Show each line of the records below that contains the word "building".

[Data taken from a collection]
## Start

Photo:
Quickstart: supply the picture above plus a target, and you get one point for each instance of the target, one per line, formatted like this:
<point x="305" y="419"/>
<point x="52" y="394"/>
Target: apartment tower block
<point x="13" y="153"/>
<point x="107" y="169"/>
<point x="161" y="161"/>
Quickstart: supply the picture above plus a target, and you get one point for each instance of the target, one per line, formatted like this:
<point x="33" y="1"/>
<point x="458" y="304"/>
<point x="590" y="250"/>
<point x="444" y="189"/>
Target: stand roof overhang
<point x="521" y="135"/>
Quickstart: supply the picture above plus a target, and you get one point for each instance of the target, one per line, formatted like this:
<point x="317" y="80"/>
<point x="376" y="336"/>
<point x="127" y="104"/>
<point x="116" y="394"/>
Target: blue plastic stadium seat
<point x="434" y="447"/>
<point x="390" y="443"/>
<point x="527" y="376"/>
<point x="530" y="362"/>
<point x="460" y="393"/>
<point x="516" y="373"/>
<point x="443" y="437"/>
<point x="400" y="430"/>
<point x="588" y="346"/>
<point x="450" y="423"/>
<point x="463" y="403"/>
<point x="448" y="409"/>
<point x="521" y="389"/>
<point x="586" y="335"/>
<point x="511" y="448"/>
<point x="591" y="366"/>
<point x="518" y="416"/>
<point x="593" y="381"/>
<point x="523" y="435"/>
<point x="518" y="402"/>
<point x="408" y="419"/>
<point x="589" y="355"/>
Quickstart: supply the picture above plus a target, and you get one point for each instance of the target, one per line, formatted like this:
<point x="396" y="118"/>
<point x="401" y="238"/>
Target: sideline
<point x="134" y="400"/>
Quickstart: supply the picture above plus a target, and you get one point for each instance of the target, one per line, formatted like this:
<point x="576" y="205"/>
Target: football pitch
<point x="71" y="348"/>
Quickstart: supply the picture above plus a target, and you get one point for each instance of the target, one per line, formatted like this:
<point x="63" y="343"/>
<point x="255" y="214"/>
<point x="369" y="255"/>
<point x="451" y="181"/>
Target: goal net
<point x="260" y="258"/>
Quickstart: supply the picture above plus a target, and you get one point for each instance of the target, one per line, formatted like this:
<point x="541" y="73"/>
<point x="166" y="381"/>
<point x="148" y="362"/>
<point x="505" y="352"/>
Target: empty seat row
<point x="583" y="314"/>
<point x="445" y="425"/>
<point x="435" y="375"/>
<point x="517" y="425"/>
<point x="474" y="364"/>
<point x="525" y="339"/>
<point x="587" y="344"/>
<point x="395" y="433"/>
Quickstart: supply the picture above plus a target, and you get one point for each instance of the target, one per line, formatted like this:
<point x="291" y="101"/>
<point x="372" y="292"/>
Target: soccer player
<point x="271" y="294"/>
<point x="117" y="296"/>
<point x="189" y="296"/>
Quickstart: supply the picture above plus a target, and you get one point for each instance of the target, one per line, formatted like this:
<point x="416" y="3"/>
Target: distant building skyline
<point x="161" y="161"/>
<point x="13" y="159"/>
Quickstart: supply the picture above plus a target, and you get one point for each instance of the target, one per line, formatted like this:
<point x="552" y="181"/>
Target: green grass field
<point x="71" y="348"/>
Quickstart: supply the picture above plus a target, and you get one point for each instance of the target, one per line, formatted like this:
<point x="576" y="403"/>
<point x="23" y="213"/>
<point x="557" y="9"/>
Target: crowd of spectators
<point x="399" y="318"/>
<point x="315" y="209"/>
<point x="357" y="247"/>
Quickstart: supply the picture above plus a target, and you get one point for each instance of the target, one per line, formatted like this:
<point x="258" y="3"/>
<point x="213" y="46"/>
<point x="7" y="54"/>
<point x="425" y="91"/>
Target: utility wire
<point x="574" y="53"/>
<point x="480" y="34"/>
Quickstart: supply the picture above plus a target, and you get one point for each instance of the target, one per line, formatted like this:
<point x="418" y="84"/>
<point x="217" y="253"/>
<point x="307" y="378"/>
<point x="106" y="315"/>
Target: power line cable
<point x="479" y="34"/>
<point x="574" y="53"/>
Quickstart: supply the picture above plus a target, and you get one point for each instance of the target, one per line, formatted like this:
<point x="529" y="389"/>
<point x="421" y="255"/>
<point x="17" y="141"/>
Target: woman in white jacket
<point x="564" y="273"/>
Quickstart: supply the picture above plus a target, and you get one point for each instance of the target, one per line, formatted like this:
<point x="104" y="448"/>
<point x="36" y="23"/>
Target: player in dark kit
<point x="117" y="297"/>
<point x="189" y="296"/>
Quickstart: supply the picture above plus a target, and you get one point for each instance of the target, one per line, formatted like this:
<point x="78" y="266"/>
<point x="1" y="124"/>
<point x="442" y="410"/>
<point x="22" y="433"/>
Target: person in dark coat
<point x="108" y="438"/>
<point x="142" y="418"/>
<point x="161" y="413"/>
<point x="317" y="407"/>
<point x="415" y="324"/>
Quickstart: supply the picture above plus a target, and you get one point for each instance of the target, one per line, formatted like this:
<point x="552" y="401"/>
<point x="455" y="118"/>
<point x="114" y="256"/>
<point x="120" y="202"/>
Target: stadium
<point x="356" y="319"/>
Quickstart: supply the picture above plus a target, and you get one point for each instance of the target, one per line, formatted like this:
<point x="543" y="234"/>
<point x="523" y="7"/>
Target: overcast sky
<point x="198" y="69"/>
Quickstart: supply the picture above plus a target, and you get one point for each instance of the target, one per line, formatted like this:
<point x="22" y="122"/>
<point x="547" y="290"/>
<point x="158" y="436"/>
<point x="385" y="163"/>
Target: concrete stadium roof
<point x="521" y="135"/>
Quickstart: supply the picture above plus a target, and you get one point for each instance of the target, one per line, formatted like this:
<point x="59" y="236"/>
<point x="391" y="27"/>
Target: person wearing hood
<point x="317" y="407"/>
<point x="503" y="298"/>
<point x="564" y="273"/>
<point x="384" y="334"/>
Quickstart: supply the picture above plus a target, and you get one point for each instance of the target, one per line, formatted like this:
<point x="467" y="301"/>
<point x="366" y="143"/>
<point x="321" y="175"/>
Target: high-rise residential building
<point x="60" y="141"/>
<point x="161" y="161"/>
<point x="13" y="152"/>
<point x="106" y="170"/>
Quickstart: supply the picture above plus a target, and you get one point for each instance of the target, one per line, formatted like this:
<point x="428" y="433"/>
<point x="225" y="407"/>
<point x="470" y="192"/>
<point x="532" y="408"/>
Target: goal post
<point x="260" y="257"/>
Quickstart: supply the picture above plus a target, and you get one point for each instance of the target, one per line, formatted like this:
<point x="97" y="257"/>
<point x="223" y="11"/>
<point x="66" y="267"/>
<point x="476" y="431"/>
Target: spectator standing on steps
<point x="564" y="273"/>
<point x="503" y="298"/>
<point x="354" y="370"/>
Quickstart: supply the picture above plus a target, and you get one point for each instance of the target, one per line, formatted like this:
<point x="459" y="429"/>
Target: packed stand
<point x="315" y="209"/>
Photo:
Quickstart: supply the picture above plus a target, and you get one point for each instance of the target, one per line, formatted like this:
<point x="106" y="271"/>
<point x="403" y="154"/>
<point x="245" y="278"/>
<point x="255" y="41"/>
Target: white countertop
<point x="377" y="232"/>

## End

Solution below:
Target: distant building skyline
Target: high-rise residential building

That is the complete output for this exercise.